- **What you will do**
The result should be the lines from the one holding "Check that every instance of the steeple" to the final line of the records, retyped exactly.

(Information provided begins)

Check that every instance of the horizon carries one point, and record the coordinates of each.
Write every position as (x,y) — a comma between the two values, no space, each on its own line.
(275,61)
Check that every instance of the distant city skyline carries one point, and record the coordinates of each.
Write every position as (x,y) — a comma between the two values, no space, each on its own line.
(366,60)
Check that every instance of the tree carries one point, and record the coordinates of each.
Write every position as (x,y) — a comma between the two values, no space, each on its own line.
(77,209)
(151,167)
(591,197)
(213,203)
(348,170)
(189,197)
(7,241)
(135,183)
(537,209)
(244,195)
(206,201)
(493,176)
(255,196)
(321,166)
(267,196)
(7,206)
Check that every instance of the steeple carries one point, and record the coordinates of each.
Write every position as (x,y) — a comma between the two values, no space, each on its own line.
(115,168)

(Information provided ends)

- **Expected answer**
Check that every instance of the steeple carries one point, and record the coordinates of each.
Write every position as (x,y) — a comma between the two values, no space, each on its own line.
(115,168)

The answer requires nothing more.